THE TASK: Set out the rows below as a numbered list, leaving out any blank lines.

## BEGIN DATA EXTRACT

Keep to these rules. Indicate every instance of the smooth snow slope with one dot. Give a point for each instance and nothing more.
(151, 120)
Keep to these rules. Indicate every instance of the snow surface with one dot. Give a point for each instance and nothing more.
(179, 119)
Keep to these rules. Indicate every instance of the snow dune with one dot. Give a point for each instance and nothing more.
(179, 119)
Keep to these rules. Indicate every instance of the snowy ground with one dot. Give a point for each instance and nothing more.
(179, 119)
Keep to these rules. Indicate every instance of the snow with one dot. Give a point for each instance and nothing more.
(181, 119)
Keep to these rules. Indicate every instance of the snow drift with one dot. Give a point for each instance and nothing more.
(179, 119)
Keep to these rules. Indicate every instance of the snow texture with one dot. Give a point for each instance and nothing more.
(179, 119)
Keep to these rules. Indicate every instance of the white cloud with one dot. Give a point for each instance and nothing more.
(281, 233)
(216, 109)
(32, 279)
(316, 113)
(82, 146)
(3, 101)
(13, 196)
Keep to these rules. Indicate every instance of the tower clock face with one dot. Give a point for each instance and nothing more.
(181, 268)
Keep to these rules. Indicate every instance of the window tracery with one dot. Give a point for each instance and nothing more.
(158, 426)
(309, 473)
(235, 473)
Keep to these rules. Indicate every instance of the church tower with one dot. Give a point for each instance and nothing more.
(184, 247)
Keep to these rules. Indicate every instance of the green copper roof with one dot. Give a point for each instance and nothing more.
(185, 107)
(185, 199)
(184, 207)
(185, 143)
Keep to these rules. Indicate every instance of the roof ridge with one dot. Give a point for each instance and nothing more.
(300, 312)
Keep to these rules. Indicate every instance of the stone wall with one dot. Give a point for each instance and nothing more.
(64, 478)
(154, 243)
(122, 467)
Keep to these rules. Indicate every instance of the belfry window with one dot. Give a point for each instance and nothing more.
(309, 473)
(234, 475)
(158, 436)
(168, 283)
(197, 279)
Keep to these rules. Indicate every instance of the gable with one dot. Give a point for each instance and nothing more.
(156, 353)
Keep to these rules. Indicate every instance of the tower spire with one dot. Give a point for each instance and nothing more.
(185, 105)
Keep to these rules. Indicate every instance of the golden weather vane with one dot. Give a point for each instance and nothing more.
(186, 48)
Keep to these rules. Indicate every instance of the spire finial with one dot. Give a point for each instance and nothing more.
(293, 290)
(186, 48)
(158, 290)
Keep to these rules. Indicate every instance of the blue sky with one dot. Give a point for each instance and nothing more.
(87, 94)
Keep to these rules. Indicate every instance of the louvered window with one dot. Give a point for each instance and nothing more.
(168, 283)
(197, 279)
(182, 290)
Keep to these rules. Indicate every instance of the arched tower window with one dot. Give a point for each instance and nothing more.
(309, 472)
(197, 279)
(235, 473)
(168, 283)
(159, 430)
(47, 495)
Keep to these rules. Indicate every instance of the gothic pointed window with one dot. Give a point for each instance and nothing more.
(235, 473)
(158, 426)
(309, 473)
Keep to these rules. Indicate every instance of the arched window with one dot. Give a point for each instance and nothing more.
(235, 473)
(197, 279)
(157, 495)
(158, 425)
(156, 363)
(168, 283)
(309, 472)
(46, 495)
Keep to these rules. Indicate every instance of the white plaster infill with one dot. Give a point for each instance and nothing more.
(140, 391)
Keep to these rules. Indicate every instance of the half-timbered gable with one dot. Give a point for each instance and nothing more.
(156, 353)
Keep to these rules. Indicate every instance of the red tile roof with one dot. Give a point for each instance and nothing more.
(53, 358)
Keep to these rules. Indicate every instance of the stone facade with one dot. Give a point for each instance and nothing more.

## END DATA EXTRACT

COMPLETED EXERCISE:
1. Keep to these rules. Indicate every instance of the smooth snow slope with one dot. Give a point for each instance and nothing more.
2. (151, 120)
3. Keep to these rules. Indicate every instance of the snow surface with one dot. Give a point for each instance and nothing more.
4. (179, 119)
5. Keep to these rules. Indicate every instance of the snow dune with one dot. Give a point for each instance and nothing more.
6. (179, 119)
7. Keep to these rules. Indicate every instance of the snowy ground with one dot. Give a point for each instance and nothing more.
8. (179, 119)
9. Keep to these rules. Indicate every instance of the snow with one dot. Give a point for each instance and nothing more.
10. (181, 119)
11. Keep to these rules. Indicate every instance of the snow drift with one dot. Give a point for each instance and nothing more.
12. (179, 119)
13. Keep to these rules. Indicate every instance of the snow texture with one dot. Give a point for each instance and nothing more.
14. (179, 119)
15. Keep to these rules. Indicate every instance of the white cloud with one dot. Give a point for each instance and nothing more.
16. (281, 233)
17. (216, 109)
18. (32, 279)
19. (316, 113)
20. (82, 146)
21. (3, 101)
22. (13, 196)
23. Keep to these rules. Indicate every instance of the tower clock face with one dot. Give a point for each instance and nothing more.
24. (181, 268)
25. Keep to these rules. Indicate every instance of the window tracery with one dot. Give a point for each instance and nothing more.
26. (158, 426)
27. (309, 473)
28. (235, 473)
29. Keep to these rules. Indicate every instance of the church tower with one dot. Give a point for each instance and nothing more.
30. (184, 247)
31. Keep to these rules. Indicate every instance of the green copper roof with one dot. Give a point for each instance and nothing more.
32. (185, 107)
33. (185, 199)
34. (184, 207)
35. (185, 143)
36. Keep to these rules. Indicate every instance of the roof ridge with one dot. Give a point for each instance and nothing more.
37. (300, 312)
38. Keep to these rules. Indicate every instance of the stone wall with one dot. Give a point for each instance and nothing more.
39. (64, 478)
40. (154, 243)
41. (122, 467)
42. Keep to these rules. Indicate every instance of the belfry window with one dot. Give a point for each instance and nothing more.
43. (309, 473)
44. (234, 475)
45. (158, 436)
46. (168, 283)
47. (197, 279)
48. Keep to these rules. Indicate every instance of the gable with one dot. Give a point for each instance and nothing more.
49. (156, 353)
50. Keep to these rules. Indicate every instance of the tower spire with one dot. Give a point for each instance and nothing more.
51. (185, 105)
52. Keep to these rules. Indicate every instance of the golden weather vane with one dot. Give a point for each instance and nothing more.
53. (186, 48)
54. Keep to these rules. Indicate every instance of the spire finial with one dot. Give a point for each instance and nothing more.
55. (293, 290)
56. (186, 48)
57. (158, 290)
58. Keep to these rules. Indicate every instance of the blue sky with one dot. Give a point for each instance and nothing more.
59. (87, 94)
60. Keep to these rules. Indicate every instance of the louvered window with one dot. Give a point for each instance and nothing more.
61. (168, 283)
62. (197, 279)
63. (182, 290)
64. Keep to these rules. Indicate every instance of the arched tower window with one dot. Give a point for each instance and nothing more.
65. (309, 472)
66. (197, 279)
67. (235, 473)
68. (168, 283)
69. (159, 430)
70. (47, 495)
71. Keep to these rules. Indicate every instance of the gothic pointed window with one dot. Give a point for each instance and nothing more.
72. (235, 473)
73. (158, 426)
74. (309, 473)
75. Keep to these rules. Indicate every instance of the arched window with one dot. Give a point for each instance and nothing more.
76. (235, 473)
77. (197, 279)
78. (157, 495)
79. (158, 425)
80. (156, 363)
81. (168, 283)
82. (309, 472)
83. (46, 495)
84. Keep to these rules. Indicate every instance of the white plaster infill with one dot. Give a point for each instance and nothing more.
85. (140, 391)
86. Keep to these rules. Indicate every instance of the half-timbered gable with one dot. Give a point for each instance and nothing more.
87. (156, 353)
88. Keep to these rules. Indicate every instance of the red tile roof with one dot. Give a point for each instance and nothing more.
89. (53, 358)
90. Keep to these rules. Indicate every instance of the stone facade with one dot. Give a point for each instance and nothing more.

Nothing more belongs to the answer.